## Start DATA FOR THIS EXERCISE

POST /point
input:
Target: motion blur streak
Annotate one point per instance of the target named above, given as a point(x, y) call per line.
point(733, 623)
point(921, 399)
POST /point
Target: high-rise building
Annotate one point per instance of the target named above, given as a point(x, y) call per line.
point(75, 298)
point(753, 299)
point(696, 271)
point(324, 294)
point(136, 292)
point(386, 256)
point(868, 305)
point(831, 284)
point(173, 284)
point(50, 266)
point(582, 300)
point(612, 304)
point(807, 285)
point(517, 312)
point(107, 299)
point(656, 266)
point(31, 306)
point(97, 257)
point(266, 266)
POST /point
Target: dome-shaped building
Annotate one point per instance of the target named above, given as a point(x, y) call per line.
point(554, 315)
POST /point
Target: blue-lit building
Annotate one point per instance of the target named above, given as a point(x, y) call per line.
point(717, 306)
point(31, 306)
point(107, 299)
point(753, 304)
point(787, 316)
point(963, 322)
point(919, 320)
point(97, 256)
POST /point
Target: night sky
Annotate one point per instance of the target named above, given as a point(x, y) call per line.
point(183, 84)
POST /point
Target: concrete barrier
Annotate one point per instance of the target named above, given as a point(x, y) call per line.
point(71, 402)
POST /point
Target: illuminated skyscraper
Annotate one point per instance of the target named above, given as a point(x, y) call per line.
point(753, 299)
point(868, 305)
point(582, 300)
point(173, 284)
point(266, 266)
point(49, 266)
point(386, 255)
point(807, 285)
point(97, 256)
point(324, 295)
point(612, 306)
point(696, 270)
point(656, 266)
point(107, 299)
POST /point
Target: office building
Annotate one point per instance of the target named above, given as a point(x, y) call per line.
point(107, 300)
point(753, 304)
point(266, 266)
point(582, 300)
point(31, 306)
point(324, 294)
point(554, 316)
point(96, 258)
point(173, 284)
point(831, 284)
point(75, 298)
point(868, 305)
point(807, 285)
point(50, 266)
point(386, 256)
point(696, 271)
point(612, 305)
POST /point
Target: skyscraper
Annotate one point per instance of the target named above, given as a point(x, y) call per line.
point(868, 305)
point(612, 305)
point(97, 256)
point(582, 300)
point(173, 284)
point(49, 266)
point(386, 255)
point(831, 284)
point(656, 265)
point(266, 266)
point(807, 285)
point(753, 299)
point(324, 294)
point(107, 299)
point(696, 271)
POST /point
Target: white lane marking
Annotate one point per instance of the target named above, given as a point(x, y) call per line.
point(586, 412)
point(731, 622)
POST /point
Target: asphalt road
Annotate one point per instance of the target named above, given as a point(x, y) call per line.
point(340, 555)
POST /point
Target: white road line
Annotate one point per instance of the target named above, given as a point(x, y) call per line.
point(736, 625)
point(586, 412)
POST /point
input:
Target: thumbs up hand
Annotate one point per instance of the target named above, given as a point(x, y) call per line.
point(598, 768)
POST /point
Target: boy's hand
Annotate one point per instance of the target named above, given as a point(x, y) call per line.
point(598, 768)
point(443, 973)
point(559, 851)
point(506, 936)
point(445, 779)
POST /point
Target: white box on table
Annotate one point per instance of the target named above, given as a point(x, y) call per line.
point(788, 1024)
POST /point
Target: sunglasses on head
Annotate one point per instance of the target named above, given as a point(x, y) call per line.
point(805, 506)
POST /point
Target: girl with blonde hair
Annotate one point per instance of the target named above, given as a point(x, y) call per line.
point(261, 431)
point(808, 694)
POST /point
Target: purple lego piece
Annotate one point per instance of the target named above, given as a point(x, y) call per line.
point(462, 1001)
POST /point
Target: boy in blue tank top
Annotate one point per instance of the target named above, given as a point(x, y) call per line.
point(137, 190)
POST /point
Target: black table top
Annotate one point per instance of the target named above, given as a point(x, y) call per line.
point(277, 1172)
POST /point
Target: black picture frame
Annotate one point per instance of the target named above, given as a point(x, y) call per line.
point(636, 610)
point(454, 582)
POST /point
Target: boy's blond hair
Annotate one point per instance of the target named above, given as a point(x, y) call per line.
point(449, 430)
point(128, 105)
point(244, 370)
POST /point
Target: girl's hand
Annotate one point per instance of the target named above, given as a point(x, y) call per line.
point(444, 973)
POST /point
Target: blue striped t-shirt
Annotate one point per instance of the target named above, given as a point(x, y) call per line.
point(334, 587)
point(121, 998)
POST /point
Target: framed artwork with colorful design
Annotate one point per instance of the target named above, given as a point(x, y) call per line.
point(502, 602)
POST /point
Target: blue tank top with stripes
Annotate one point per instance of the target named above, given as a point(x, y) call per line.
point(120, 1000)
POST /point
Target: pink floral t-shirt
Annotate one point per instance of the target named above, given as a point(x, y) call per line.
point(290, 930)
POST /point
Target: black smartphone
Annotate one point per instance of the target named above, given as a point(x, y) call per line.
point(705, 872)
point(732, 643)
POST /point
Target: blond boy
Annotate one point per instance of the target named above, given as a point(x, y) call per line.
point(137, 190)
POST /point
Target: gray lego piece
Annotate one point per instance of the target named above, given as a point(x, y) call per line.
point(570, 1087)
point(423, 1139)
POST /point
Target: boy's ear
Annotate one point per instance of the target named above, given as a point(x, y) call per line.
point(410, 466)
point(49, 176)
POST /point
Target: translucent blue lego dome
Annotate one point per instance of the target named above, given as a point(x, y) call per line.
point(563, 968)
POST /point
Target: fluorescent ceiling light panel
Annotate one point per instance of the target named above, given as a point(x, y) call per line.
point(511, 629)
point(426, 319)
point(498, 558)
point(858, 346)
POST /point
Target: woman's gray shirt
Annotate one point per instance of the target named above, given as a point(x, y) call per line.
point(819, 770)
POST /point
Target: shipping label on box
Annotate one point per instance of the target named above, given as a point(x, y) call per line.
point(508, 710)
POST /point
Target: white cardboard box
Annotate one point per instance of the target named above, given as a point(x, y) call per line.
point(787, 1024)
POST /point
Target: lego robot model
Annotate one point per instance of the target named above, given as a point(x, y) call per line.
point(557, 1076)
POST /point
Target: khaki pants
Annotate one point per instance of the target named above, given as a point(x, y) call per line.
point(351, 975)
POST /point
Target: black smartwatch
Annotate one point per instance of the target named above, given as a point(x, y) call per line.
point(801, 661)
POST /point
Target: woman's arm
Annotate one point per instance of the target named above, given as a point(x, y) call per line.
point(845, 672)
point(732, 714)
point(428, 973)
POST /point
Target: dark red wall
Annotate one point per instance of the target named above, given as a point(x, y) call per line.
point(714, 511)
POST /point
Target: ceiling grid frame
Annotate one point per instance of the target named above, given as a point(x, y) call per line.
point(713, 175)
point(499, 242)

## End DATA FOR THIS EXERCISE

#### THE REQUEST
Write out the records above again, keeping each one identical to the original.

#### EXPECTED ANSWER
POST /point
input:
Target: motion blur streak
Annotate one point per instance of the target named above, given as a point(x, y) call per line.
point(733, 623)
point(921, 399)
POST /point
Target: high-rise building
Annotate one point per instance of the target named above, given as a point(x, y) call per line.
point(75, 298)
point(753, 299)
point(696, 271)
point(324, 294)
point(136, 292)
point(386, 256)
point(868, 305)
point(831, 284)
point(173, 284)
point(50, 266)
point(582, 300)
point(612, 304)
point(807, 285)
point(517, 312)
point(107, 299)
point(656, 266)
point(31, 306)
point(97, 257)
point(266, 266)
POST /point
Target: dome-shaped building
Annotate one point per instance of the target named above, given as a point(x, y) call per line.
point(554, 315)
POST /point
Target: blue-lit building
Annotate one point per instance of the target named above, given as a point(x, y) call per line.
point(717, 306)
point(31, 306)
point(107, 299)
point(753, 304)
point(787, 316)
point(963, 322)
point(919, 320)
point(97, 256)
POST /point
Target: night sky
Annotate one point per instance of the target named above, given as a point(x, y) call per line.
point(183, 84)
POST /point
Target: concrete barrier
Annotate one point per instance of the target named above, given as a point(x, y) call per line.
point(71, 402)
POST /point
Target: illuminated skyscraper
Annotate one point per instance of the target named above, given as a point(x, y) call per line.
point(753, 299)
point(868, 305)
point(582, 300)
point(173, 284)
point(266, 266)
point(49, 266)
point(386, 255)
point(807, 285)
point(97, 256)
point(324, 295)
point(612, 306)
point(696, 270)
point(656, 266)
point(107, 299)
POST /point
Target: office building
Annotate one point per instance of the target named above, given as a point(x, y) call per line.
point(107, 300)
point(753, 304)
point(266, 266)
point(582, 300)
point(31, 306)
point(324, 294)
point(554, 316)
point(96, 258)
point(173, 284)
point(831, 284)
point(75, 298)
point(868, 305)
point(807, 285)
point(50, 266)
point(386, 256)
point(696, 271)
point(612, 305)
POST /point
Target: skyscraper
Annotate one point per instance of the target named above, given as a point(x, y) call per line.
point(868, 305)
point(612, 305)
point(97, 256)
point(582, 300)
point(173, 284)
point(49, 266)
point(386, 255)
point(831, 284)
point(656, 265)
point(266, 266)
point(807, 285)
point(753, 299)
point(324, 294)
point(107, 299)
point(696, 271)
POST /point
Target: white lane marking
Annotate one point per instance of the target named above, given as a point(x, y) call per line.
point(586, 412)
point(731, 622)
POST /point
Target: asphalt road
Annotate one point per instance of the target named above, given as a point(x, y) call per line.
point(340, 555)
POST /point
Target: white road line
Annotate one point per instance of the target named above, given as a point(x, y) call per line.
point(736, 625)
point(586, 412)
POST /point
input:
Target: thumbs up hand
Annotate one point per instance of the target named above, given as a point(x, y) call per line.
point(598, 768)
POST /point
Target: boy's hand
Annotate one point per instance of the target named above, given as a point(x, y) call per line.
point(598, 768)
point(443, 973)
point(559, 851)
point(506, 936)
point(445, 779)
POST /point
Target: white box on table
Annotate one point per instance of the target named above, given as a point(x, y) call per line.
point(788, 1024)
POST /point
Target: sunglasses on head
Annotate one point per instance of the target named above, given as a point(x, y) call per line.
point(805, 506)
POST /point
Target: girl with blonde hair
Annotate one point per instance of the target named above, given as a point(x, y) call per line.
point(261, 431)
point(808, 694)
POST /point
Target: purple lego piece
Annotate one point per instance of the target named above, given as a point(x, y) call per line.
point(462, 1001)
POST /point
Target: boy in blue tank top
Annotate one point per instance of the target named above, given as a point(x, y) call per line.
point(137, 190)
POST /point
Target: black table top
Annotate one point per instance of the target named above, given as a point(x, y) call per line.
point(277, 1172)
POST /point
Target: black picture frame
Annotate one point per instance of the target named above, given as a point(x, y) call per line.
point(636, 610)
point(454, 582)
POST /point
Target: boy's blond hair
Annotate one point per instance of the target named above, given as a point(x, y) call per line.
point(449, 430)
point(128, 105)
point(244, 370)
POST /point
Target: girl's hand
Annotate one point per instance of the target named above, given as a point(x, y) call per line.
point(444, 973)
POST /point
Target: blue striped t-shirt
Annotate one point per instance of the target named above, given as a point(x, y) call per line.
point(334, 587)
point(121, 998)
POST /point
Target: framed artwork with colorful design
Annotate one point per instance of the target named above, given as a point(x, y) call per line.
point(502, 602)
POST /point
Target: blue tank top with stripes
Annotate one point per instance of the target named above, given as a point(x, y) call per line.
point(120, 1000)
POST /point
Target: pink floral t-shirt
Annotate one point per instance of the target named above, given as a point(x, y) call per line.
point(290, 930)
POST /point
Target: black smartphone
Annotate one point per instance of the target named above, given as a point(x, y) call per line.
point(705, 872)
point(732, 643)
POST /point
Target: blond boy
Annotate one point per instance of the target named above, given as a point(x, y) call per line.
point(137, 190)
POST /point
Target: gray lego piece
Annotate one point per instance of the target named above, given as a point(x, y) call per line.
point(570, 1087)
point(423, 1139)
POST /point
Target: boy's ear
Annotate one point per instance of the target named above, given as a point(x, y) call per line.
point(410, 466)
point(49, 176)
POST /point
Target: translucent blue lego dome
Annotate one point per instance of the target named above, given as a point(x, y) call per line.
point(563, 968)
POST /point
Target: fluorescent ceiling light panel
Annotate one point per instance of the target named above, given as a point(x, y) call per line.
point(511, 629)
point(426, 319)
point(498, 558)
point(858, 346)
POST /point
Target: woman's gray shirt
Annotate one point per instance of the target named above, given as a point(x, y) call per line.
point(819, 770)
POST /point
Target: shipping label on box
Annotate one point per instance of the target named above, given as a point(x, y) call per line.
point(508, 710)
POST /point
Target: white cardboard box
Annotate one point per instance of the target named above, given as a point(x, y) call per line.
point(787, 1024)
POST /point
Target: lego robot model
Annotate one point per instance of the target named above, given as a point(x, y) call per line.
point(557, 1076)
POST /point
Target: khaki pants
Annotate one point per instance of the target named above, given as a point(x, y) call per line.
point(351, 975)
POST /point
Target: black smartwatch
Annotate one point per instance of the target named above, given as a point(x, y) call per line.
point(801, 661)
POST /point
Target: woman's arm
Annotate one point per instance of the target named above, given as a point(x, y) call per line.
point(845, 672)
point(732, 714)
point(428, 973)
POST /point
Target: dark red wall
Annotate one point per instance of the target named above, given as a point(x, y) call per line.
point(714, 511)
POST /point
Target: ceiling grid frame
Annotate one point per instance of the target named above, given as a point(x, y) call per line.
point(713, 175)
point(499, 242)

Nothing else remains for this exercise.